(Saved entries)
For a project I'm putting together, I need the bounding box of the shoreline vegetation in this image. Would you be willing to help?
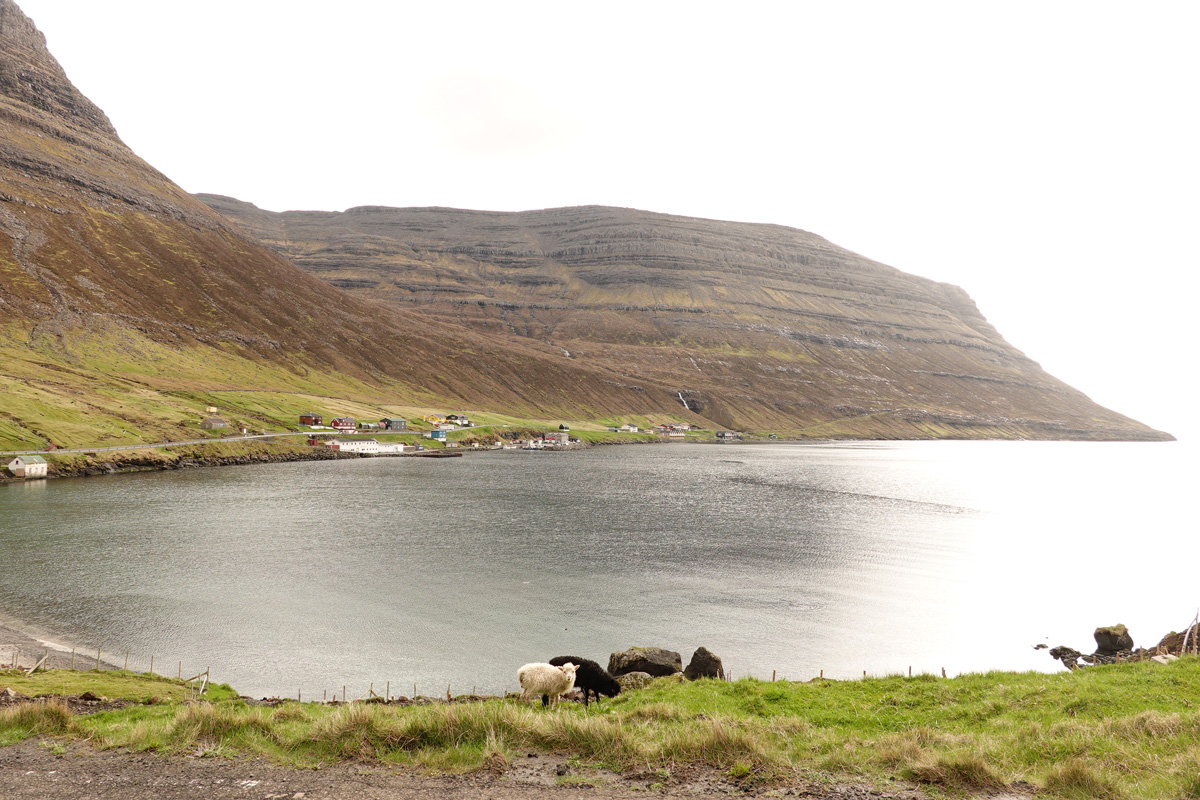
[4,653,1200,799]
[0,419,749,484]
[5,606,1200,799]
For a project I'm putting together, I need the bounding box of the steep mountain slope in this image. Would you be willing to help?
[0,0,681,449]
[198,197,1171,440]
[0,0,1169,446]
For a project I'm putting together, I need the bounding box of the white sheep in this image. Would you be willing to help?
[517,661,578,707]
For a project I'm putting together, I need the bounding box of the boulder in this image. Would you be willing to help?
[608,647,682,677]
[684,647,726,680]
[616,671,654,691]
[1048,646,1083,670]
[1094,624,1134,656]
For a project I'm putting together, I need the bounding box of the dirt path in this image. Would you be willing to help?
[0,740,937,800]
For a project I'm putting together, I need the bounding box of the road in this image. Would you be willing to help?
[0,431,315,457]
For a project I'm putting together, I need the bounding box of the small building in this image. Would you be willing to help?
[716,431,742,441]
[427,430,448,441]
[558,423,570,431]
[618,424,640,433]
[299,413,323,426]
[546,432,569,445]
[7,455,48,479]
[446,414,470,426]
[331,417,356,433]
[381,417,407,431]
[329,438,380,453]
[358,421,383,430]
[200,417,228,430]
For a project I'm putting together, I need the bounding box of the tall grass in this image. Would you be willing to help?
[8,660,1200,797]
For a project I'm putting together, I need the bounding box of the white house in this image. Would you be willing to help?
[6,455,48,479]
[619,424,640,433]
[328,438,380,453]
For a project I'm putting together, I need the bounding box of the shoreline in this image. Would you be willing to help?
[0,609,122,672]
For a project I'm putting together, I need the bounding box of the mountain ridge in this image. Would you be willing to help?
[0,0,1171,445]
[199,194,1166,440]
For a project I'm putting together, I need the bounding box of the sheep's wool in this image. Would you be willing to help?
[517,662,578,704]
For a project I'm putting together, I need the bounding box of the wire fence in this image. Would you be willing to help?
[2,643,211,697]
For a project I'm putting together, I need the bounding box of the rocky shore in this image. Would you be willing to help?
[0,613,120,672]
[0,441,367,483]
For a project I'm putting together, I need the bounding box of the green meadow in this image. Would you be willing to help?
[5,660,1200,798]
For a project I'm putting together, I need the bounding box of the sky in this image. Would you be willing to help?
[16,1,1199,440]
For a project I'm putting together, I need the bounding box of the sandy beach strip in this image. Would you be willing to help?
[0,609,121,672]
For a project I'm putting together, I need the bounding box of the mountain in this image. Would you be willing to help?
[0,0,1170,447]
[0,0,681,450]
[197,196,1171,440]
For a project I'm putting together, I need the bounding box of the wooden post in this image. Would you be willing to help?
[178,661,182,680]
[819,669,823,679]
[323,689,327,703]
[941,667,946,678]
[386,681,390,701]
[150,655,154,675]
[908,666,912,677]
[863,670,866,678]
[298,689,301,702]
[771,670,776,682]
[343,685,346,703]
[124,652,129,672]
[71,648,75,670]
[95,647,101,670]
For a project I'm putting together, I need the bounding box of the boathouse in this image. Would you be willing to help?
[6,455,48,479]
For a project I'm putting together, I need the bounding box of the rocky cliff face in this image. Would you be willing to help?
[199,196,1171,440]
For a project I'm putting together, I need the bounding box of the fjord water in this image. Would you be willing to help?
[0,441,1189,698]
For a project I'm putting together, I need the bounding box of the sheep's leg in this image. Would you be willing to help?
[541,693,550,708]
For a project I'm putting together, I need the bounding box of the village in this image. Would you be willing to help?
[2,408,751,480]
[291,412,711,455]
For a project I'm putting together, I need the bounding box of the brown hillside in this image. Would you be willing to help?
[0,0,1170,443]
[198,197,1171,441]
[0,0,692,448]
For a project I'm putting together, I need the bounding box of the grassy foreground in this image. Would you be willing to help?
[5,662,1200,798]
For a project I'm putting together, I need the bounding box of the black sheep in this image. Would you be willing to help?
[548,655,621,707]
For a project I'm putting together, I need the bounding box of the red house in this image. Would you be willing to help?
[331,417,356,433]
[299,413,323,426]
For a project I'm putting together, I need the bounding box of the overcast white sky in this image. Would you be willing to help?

__Exercise__:
Could you write out every record exactly, leaving the pictures out?

__Task solution__:
For a project I'm putting together, I need the bounding box of the shoreline vegetation in this image. Would you be willing to help?
[4,653,1200,799]
[0,419,749,484]
[5,606,1200,799]
For a project I'm putting together, I need the bounding box of the steep mountain slope in this image. Would you be willing to help?
[0,0,681,449]
[198,197,1171,440]
[0,0,1169,446]
For a project I'm putting together, I need the bounding box of the white sheep in this image. Would you be willing to help?
[517,661,578,707]
For a project I'm putting together, I need the bounding box of the boulder in this image. Would you be willing to help?
[608,647,682,677]
[684,647,726,680]
[616,671,654,691]
[1048,646,1083,670]
[1094,624,1134,656]
For a project I'm putting together, I need the bounding box of the dirt path in this image. Would you be willing to help?
[0,740,937,800]
For a project I'm putting together, I need the bounding box of the road in this image. Would you be willing to help?
[0,431,315,457]
For a project I'm putting together, I need the bounding box of the small building in this image. Would you be willing to help?
[716,431,742,441]
[427,430,448,441]
[558,423,570,431]
[618,424,640,433]
[299,413,323,426]
[546,432,569,445]
[7,455,48,479]
[446,414,470,426]
[331,417,356,433]
[381,417,407,431]
[329,438,380,453]
[358,421,383,430]
[200,417,228,430]
For a project I'm putting together, I need the bounding box of the tall grass in this image. Would you be willing to help?
[8,660,1200,797]
For a project I'm putting together, I need the bounding box of the white house in this image. Would you be willing to help?
[6,455,48,479]
[619,424,640,433]
[328,438,380,453]
For a project I'm putting together, I need the bounding box of the shoreline in this image. Would you be willing to help?
[0,609,122,672]
For a project I'm putting together, I need the bounding box of the mountain ridge in this image. Would you be willing to help?
[0,0,1171,445]
[199,194,1166,440]
For a project I'm putting together, I need the bounding box of the sheep's wool in this image. Would you be willing to help?
[517,662,578,704]
For a project I'm putting together, I need the bounding box of the wire fence in this image. Would you be willing to help?
[2,643,211,697]
For a project I'm putting together, I need the bounding box of the rocky shore in this image. Would you be willing to help?
[0,613,120,672]
[0,441,367,483]
For a project I'm putting together, I need the bounding box of the green meadow in this image. Would you be willing to help?
[5,660,1200,798]
For a project I'm putting together, I need the bounding box of the sky in this image. Would you be willing to help?
[16,1,1199,440]
For a project I'm putting together, I need the bounding box of the sandy beach strip in this image. Would you be willing to help?
[0,609,121,672]
For a project I'm putting together, I need the bounding box of the mountain in this image. Would you be willing to help?
[0,0,1170,447]
[0,0,681,450]
[197,196,1171,440]
For a project I'm putting together, I need the bounding box of the wooden post in this image. Would you be willing to help?
[178,661,182,680]
[819,669,823,679]
[323,689,327,703]
[941,667,946,678]
[386,681,390,701]
[150,655,154,675]
[908,666,912,677]
[863,670,866,678]
[298,689,301,702]
[771,670,776,682]
[343,685,346,703]
[124,652,129,672]
[71,648,75,670]
[95,647,101,670]
For a project I'm putting together, I need the bounding box of the boathouse in this image. Would you be willing to help?
[6,455,48,479]
For a project I'm putting together, I need the bounding box of the rocky cliff face in this image. Would you be willing to help?
[199,196,1171,440]
For a project I'm putting together, I need the bounding box of the fjord water in this image. Would you be willing to help?
[0,441,1189,698]
For a project I'm putting together, I need the bounding box of the sheep's leg in this image. Would you be willing to help?
[541,693,550,708]
For a project I'm putting together, I need the bounding box of the village in this image. Would you be willing to help?
[2,408,751,480]
[291,412,711,455]
For a project I'm putting together, I need the bounding box of the brown hillside in this image. Would you be willing to help?
[0,0,1170,443]
[198,197,1171,441]
[0,0,692,448]
For a project I'm putting together, I need the bounding box of the grassy foreground in this image. Would you be willing to help?
[5,662,1200,798]
For a project I'm putting together, I need the bounding box of the black sheep in this image. Would you be willing to help?
[548,655,621,707]
For a project I'm putting together, I need the bounding box of the red house in this image. Would you be willing to help?
[331,417,356,433]
[299,413,323,426]
For a project I'm putting together, I need the bounding box of the overcast white sky in this image. Would you be willing to help?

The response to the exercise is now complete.